* [TASK GOAL]:
Give back all of the records underneath exactly, with no omissions.

* [SUPPLIED ENTRIES]:
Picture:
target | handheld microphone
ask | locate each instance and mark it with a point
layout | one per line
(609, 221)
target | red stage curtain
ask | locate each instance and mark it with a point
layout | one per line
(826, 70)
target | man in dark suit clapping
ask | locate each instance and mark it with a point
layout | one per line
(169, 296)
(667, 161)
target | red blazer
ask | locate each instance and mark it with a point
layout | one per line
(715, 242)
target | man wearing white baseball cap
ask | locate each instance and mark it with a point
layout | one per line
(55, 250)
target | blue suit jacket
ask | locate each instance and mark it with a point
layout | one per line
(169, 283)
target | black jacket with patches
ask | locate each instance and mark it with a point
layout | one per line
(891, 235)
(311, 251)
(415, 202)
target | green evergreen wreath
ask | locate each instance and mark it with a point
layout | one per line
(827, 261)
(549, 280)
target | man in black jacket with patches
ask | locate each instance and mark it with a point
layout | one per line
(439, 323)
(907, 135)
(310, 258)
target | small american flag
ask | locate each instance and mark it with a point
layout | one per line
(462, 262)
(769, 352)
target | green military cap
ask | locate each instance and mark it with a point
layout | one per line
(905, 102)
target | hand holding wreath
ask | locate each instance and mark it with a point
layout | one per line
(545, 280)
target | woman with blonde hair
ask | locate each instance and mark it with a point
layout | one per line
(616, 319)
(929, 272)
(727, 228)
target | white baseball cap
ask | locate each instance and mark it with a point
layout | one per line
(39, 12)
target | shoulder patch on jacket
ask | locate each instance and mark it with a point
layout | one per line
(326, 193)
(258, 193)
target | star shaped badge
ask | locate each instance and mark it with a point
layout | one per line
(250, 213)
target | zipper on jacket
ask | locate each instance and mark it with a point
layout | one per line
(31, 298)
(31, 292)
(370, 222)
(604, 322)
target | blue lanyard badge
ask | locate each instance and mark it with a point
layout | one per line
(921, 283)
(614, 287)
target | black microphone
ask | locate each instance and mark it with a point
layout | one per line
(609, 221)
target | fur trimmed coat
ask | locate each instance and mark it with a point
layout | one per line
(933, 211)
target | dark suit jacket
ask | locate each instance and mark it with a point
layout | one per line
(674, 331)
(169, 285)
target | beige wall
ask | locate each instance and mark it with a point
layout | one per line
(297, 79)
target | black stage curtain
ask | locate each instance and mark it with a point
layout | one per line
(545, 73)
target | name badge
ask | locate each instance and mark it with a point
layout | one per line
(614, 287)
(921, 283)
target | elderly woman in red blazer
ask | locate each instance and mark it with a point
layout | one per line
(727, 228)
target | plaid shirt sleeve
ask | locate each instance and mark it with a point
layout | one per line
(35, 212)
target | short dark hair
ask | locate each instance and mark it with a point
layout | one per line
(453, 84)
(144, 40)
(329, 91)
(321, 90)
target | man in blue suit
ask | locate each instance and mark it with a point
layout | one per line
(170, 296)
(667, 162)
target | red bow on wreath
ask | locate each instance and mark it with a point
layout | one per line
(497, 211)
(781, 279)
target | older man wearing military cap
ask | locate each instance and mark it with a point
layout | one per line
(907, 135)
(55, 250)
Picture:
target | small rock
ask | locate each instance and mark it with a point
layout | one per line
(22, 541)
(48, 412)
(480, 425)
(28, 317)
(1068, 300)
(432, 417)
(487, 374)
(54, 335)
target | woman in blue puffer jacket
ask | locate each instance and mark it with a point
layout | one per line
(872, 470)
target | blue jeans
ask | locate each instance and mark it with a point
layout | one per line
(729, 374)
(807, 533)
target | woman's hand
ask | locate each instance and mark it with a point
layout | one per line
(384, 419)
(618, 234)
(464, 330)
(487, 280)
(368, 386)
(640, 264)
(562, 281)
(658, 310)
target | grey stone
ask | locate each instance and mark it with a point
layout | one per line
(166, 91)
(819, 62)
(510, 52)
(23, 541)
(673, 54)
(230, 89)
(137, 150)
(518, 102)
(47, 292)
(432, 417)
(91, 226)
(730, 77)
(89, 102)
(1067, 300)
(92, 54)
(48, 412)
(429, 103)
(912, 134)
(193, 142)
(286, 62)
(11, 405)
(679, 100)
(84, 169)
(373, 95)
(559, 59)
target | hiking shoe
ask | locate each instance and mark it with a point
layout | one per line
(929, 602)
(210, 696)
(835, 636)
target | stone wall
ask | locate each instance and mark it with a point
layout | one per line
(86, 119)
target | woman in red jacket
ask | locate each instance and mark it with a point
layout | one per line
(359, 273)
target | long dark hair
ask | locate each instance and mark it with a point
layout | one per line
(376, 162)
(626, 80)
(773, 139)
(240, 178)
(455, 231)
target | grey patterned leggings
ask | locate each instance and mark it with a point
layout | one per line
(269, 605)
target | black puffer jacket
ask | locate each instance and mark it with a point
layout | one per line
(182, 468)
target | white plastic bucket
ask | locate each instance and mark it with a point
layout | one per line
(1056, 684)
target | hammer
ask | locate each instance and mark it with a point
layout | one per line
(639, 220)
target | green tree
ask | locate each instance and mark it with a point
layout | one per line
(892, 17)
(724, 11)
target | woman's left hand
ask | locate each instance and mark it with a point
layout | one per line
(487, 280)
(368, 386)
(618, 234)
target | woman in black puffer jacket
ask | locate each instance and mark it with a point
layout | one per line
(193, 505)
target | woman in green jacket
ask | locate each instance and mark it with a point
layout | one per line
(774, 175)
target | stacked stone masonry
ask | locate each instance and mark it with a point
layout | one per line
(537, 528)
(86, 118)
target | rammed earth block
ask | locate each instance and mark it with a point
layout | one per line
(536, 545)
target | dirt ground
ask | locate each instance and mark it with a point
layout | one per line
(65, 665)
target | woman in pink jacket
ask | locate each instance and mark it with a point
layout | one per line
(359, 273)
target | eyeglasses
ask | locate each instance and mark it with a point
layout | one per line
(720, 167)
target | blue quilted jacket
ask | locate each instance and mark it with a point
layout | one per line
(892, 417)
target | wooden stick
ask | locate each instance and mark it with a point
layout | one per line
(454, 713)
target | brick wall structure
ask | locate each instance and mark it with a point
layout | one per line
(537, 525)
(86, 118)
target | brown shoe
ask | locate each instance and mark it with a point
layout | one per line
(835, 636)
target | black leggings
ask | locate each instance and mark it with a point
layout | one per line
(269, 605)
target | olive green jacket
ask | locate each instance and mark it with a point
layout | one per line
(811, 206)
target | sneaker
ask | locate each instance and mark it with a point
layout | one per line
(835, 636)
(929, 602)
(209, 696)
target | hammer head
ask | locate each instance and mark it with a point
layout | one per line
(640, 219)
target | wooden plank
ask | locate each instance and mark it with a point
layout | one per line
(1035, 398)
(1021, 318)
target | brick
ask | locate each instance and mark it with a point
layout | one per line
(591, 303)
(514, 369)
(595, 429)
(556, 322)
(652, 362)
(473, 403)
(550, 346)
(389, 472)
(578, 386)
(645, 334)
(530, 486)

* [WRITTEN RESPONSE]:
Picture:
target | handheld microphone
ask | locate each instance and mark it with a point
layout | one per line
(609, 221)
target | red stage curtain
ask | locate each instance and mark it with a point
layout | one per line
(826, 70)
target | man in dark suit clapping
ask | locate each instance and mark it with a point
layout | one per line
(169, 296)
(667, 161)
target | red blazer
ask | locate each instance and mark it with a point
layout | one per line
(715, 242)
target | man wearing white baseball cap
ask | locate each instance and mark it with a point
layout | one per line
(55, 250)
target | blue suit jacket
ask | locate each instance and mark it with a point
layout | one per line
(169, 283)
target | black jacket with patches
ask | locate each instance and mark it with a point
layout | one per line
(891, 235)
(311, 251)
(415, 202)
target | green evergreen wreath
ask | locate each instance and mark it with a point
layout | one per line
(827, 261)
(549, 280)
target | man in black jacket with patches
ask | locate each instance and mark it with a point
layout | one per line
(439, 323)
(907, 135)
(310, 258)
target | small american flag
ask | locate each instance and mark it with a point
layout | one per line
(462, 262)
(769, 352)
target | green military cap
ask | locate each instance and mark it with a point
layout | one per line
(905, 102)
target | hand holding wreath
ask | locate each instance and mark it with a point
layout | one per line
(545, 280)
target | woman with blonde hair
ask | locate each instance and mark it with a point
layout | one per line
(616, 319)
(929, 272)
(727, 228)
target | white baseball cap
ask | locate each instance and mark it with a point
layout | one per line
(39, 12)
target | shoulder patch on jacket
ask | locate each instance and mark it with a point
layout | one per line
(326, 193)
(258, 193)
target | star shaped badge
ask | locate each instance and mark it with a point
layout | one per line
(250, 213)
target | zipper on jacket
ask | locate each instance and mark it with a point
layout | one per line
(31, 298)
(31, 292)
(370, 222)
(604, 322)
target | blue lanyard badge
ask | locate each instance and mark it with a point
layout | one per line
(921, 283)
(614, 287)
target | black microphone
ask | locate each instance and mark it with a point
layout | one per line
(609, 221)
target | fur trimmed coat
ask | locate each instance and mark it with a point
layout | one per line
(933, 211)
target | dark suit jacket
ask | locate each instance and mark it with a point
layout | one per line
(674, 331)
(169, 285)
target | beige wall
ask | locate each instance and mark it with a point
layout | one per line
(297, 79)
target | black stage curtain
ask | locate each instance and mark it with a point
layout | one per line
(545, 73)
target | name badge
ask | locate each instance and mark it with a point
layout | one per line
(614, 287)
(921, 283)
target | elderly woman in red blazer
ask | locate each instance and mark it with a point
layout | one per line
(727, 228)
target | plaid shirt sleeve
ask | locate each instance and mark it with a point
layout | one per line
(35, 212)
target | short dark hair
ask | locate each instance and mark it with a point
layout | one per line
(453, 84)
(144, 40)
(329, 91)
(321, 90)
target | man in blue suit
ask | locate each instance and mark it with a point
layout | one per line
(170, 296)
(667, 162)
target | red bow on wreath
ask | locate each instance and mark it with a point
layout | one per line
(497, 211)
(781, 279)
target | older man wearing military cap
ask | locate each instance and mark it with a point
layout | one per line
(907, 135)
(55, 250)
Picture:
target | small rock
ask | locate each instance and mark it with a point
layout | one per line
(22, 541)
(48, 412)
(480, 425)
(28, 317)
(1068, 300)
(432, 417)
(487, 374)
(54, 335)
target | woman in blue puffer jacket
ask | locate each instance and mark it with a point
layout | one per line
(872, 470)
target | blue jeans
ask | locate each instance and mark it with a point
layout | one per line
(729, 374)
(807, 533)
target | woman's hand
ask | locate each instance and mark it with a point
layout | one per line
(384, 419)
(618, 234)
(464, 330)
(487, 280)
(368, 386)
(640, 264)
(562, 281)
(658, 310)
target | grey stone
ask | locate each instance and mark it with a point
layout | one per line
(166, 91)
(819, 62)
(510, 52)
(23, 541)
(673, 54)
(230, 89)
(137, 150)
(518, 102)
(47, 292)
(432, 417)
(91, 226)
(730, 77)
(89, 102)
(1067, 300)
(92, 54)
(48, 412)
(429, 103)
(912, 134)
(193, 142)
(286, 62)
(11, 405)
(679, 100)
(84, 169)
(373, 95)
(559, 59)
target | hiking shoe
ask | locate each instance and mark it with a point
layout | one per line
(929, 602)
(210, 696)
(835, 636)
target | stone wall
ask | locate each instance and mark it with a point
layout | one per line
(86, 119)
target | woman in red jacket
ask | locate each instance and mark it with a point
layout | one per line
(359, 273)
target | long dark hair
ask | locate each instance and mark it with a point
layout | one per line
(376, 162)
(626, 80)
(773, 139)
(240, 178)
(455, 231)
target | grey patterned leggings
ask | locate each instance and mark it with a point
layout | one per line
(269, 605)
target | black puffer jacket
ask | locate each instance and mark it with a point
layout | one per line
(182, 468)
target | white plastic bucket
ask | locate each instance and mark it with a point
layout | one per line
(1056, 684)
target | hammer
ask | locate each instance and mark it with a point
layout | one per line
(639, 220)
target | green tree
ask | locate each instance and mark it with a point
layout | one per line
(892, 17)
(724, 11)
target | woman's left hand
ask | locate each instance and mark it with a point
layout | one per line
(487, 280)
(368, 386)
(618, 234)
target | woman in black puffer jacket
ask | locate each instance and mark it with a point
layout | one per line
(193, 505)
target | woman in green jacket
ask | locate each instance and mark it with a point
layout | one per line
(774, 175)
target | stacked stone masonry
ask | locate each instance and mark it with a point
layout | one per line
(537, 528)
(86, 118)
target | rammed earth block
ask | locate each instance and mark it with a point
layout | one per line
(536, 545)
target | dirt ground
ask | locate each instance and mark it with a point
layout | one per line
(65, 665)
target | woman in pink jacket
ask | locate each instance and mark it with a point
layout | one per line
(359, 273)
target | eyeglasses
ask | locate each instance and mark it with a point
layout | one per line
(720, 167)
target | blue quilted jacket
ask | locate each instance and mark it with a point
layout | one per line
(892, 417)
target | wooden stick
ask | locate each instance and mark it with a point
layout | one per line
(454, 713)
target | brick wall structure
ask | locate each instance and mark it with a point
layout | one per line
(537, 525)
(86, 118)
target | brown shoe
ask | locate each instance and mark it with a point
layout | one per line
(835, 636)
target | black leggings
ask | locate each instance and mark it with a point
layout | one per line
(269, 605)
target | olive green jacket
ask | locate each instance and mark it with a point
layout | one per line
(811, 206)
target | sneaker
ask | locate each instance and mark it with a point
layout | one per line
(835, 636)
(929, 602)
(209, 696)
target | hammer head
ask | locate each instance and mark it with a point
layout | one per line
(640, 219)
target | wooden plank
ask | locate each instance and mark it with a point
layout | one per line
(1035, 398)
(1021, 318)
target | brick
ask | locate each instance and mark it with a point
layout | one per line
(591, 303)
(514, 369)
(595, 429)
(556, 322)
(652, 362)
(473, 403)
(550, 346)
(389, 472)
(578, 386)
(645, 334)
(530, 486)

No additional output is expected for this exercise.